## Challenge
Gather every line from the items below that contains the word "table". Copy each of those lines.
>> start Working data
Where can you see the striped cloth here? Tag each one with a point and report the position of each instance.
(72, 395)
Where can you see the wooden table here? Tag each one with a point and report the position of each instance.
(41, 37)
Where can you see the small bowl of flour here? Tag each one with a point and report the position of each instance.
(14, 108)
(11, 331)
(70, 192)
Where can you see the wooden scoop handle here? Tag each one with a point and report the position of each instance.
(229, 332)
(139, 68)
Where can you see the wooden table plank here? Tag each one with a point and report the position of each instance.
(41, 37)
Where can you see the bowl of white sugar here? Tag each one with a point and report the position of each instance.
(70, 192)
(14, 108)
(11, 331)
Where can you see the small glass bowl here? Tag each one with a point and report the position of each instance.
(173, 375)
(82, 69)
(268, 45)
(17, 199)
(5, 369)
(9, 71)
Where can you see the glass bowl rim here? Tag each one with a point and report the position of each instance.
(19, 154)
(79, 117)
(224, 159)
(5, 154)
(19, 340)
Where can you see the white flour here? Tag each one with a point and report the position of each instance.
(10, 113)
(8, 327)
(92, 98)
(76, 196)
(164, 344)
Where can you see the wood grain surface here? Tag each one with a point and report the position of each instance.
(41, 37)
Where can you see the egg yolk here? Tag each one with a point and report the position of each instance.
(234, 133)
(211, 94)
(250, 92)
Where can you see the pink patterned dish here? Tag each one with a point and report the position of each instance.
>> end Working data
>> start Working data
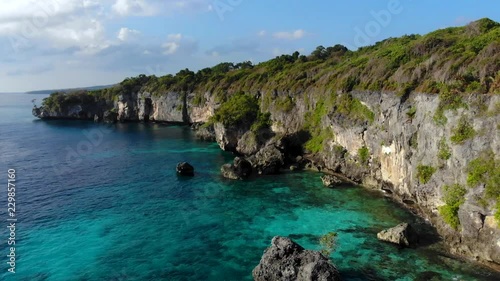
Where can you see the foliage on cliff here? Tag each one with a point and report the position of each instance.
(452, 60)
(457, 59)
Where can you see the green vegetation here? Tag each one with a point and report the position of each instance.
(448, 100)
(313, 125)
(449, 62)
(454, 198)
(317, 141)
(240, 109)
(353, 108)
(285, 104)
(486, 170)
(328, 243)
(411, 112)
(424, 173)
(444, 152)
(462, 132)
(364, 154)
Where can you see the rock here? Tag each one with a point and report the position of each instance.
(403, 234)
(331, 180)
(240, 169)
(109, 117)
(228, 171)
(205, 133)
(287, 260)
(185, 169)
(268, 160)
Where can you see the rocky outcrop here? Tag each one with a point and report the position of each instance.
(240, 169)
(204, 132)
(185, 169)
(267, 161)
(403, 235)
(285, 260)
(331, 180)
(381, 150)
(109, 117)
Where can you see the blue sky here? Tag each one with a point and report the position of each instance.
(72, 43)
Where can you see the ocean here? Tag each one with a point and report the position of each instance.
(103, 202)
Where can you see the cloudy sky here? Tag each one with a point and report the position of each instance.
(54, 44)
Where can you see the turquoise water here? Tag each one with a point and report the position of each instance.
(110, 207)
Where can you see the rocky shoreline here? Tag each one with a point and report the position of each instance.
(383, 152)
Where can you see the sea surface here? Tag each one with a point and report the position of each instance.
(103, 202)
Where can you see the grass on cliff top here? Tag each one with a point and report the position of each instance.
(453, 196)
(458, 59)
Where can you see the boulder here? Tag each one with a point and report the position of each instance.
>> end Working data
>> start Working data
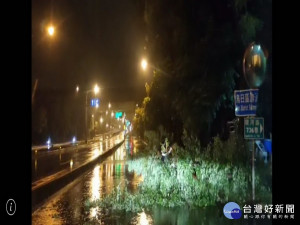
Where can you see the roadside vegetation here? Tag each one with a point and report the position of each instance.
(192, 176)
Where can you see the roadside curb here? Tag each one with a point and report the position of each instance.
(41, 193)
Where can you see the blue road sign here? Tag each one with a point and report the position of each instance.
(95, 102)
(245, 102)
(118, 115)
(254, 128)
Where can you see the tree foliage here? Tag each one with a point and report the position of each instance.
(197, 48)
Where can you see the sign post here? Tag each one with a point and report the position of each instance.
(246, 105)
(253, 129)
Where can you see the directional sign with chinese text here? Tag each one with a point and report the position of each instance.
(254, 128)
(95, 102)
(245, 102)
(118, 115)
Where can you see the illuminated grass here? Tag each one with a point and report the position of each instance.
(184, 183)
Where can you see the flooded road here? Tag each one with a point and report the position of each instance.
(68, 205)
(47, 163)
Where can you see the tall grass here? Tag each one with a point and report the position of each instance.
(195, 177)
>> end Working data
## Response
Where can you see the wooden table here? Tag each one with a point and report the position of each instance.
Where can you see the wooden table plank here? Tag each one with a point and report the position of each instance.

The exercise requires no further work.